### YOUR OBJECTIVE
In the part of the items that opens with the line containing "If you could mark the man with short" and runs through the end of the items, swap "instance" for "occurrence" and write those lines out again with nothing else changed.

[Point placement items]
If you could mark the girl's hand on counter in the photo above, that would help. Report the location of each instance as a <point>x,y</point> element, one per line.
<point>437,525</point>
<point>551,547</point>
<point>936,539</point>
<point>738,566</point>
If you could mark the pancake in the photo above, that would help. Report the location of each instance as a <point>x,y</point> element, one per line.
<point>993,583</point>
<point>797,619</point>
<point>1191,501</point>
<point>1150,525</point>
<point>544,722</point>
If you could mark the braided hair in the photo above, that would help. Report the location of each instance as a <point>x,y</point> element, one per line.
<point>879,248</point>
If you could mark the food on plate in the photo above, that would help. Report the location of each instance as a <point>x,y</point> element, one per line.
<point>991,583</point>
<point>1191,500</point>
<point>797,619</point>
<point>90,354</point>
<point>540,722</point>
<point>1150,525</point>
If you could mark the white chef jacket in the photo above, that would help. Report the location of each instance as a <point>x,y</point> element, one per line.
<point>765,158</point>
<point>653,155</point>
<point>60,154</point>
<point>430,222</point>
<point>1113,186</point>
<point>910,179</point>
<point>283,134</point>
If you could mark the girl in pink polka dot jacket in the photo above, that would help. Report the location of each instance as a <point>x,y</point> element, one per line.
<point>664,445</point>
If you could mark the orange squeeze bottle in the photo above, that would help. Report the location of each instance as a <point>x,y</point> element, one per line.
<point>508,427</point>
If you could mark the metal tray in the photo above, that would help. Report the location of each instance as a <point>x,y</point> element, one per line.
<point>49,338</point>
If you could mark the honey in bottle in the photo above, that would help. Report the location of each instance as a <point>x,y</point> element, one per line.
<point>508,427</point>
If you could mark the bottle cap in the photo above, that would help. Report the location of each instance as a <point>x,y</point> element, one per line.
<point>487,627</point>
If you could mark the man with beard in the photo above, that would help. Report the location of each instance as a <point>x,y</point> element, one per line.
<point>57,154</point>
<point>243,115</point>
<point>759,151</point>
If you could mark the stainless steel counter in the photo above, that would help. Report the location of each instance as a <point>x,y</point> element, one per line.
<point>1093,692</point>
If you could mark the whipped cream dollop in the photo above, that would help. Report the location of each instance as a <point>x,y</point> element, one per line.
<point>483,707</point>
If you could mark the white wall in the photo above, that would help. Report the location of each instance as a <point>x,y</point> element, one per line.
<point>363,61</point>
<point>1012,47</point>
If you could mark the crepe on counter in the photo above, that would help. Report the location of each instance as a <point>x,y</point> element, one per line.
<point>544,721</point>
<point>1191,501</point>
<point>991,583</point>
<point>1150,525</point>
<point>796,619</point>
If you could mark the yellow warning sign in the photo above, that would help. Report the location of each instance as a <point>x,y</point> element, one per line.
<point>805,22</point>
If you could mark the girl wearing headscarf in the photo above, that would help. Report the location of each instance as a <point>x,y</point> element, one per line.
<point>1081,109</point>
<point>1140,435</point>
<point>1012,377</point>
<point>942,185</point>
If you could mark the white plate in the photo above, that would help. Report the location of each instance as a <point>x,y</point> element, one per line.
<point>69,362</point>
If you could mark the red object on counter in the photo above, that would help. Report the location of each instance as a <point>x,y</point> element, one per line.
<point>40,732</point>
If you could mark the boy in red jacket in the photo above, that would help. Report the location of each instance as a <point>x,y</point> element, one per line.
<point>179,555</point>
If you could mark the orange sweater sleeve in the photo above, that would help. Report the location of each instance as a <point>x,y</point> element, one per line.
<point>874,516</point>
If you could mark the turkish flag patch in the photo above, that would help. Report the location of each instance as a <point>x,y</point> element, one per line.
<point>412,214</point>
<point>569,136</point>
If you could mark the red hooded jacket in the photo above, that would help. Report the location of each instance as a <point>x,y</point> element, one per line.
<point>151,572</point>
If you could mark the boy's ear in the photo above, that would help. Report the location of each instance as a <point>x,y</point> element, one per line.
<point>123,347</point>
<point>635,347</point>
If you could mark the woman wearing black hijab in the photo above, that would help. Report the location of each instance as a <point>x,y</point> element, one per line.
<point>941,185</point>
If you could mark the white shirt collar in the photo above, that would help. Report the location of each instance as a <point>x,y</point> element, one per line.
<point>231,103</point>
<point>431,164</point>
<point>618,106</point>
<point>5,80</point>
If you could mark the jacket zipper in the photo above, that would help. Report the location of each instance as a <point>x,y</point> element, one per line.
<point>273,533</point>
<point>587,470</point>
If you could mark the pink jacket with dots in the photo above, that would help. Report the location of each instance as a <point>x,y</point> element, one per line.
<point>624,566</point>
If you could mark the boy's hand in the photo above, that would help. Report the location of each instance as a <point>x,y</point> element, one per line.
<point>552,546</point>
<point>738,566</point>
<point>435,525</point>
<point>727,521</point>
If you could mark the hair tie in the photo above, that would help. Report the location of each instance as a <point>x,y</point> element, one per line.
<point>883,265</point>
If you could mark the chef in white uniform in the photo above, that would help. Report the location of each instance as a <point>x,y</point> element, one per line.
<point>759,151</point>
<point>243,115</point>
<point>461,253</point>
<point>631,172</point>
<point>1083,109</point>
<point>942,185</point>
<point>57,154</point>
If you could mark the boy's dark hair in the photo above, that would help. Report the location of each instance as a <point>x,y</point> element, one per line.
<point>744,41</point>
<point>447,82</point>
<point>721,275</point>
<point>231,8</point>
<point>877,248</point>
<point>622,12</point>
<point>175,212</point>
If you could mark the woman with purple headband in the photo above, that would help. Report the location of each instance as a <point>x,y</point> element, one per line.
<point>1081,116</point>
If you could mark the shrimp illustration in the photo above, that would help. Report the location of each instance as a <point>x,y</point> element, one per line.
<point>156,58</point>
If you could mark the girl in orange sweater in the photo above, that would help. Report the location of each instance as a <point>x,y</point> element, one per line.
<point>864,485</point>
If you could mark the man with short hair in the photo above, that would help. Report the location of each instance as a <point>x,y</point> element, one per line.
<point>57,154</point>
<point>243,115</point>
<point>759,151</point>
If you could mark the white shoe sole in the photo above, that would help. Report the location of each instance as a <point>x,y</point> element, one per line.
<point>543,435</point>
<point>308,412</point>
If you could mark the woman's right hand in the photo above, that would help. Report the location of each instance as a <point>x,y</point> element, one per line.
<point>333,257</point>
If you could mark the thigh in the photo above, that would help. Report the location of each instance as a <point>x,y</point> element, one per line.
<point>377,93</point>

### OUTPUT
If you could mark the man with short hair in the photo above, that would help. Report the location of each occurrence as a <point>x,y</point> element, one per line.
<point>57,154</point>
<point>243,115</point>
<point>759,151</point>
If you could mark the white shoe sole in the photo above, that would help. Report the location of each occurrence as a <point>x,y</point> element, one per line.
<point>543,435</point>
<point>308,412</point>
If you could mark the woman's right hand in the photo above, that would help. Report the location of each occurrence as a <point>x,y</point> element, one per line.
<point>333,257</point>
If you could mark the thigh in the photo above, that would help. Report the location of each occurrence as a <point>x,y</point> element, one per line.
<point>377,93</point>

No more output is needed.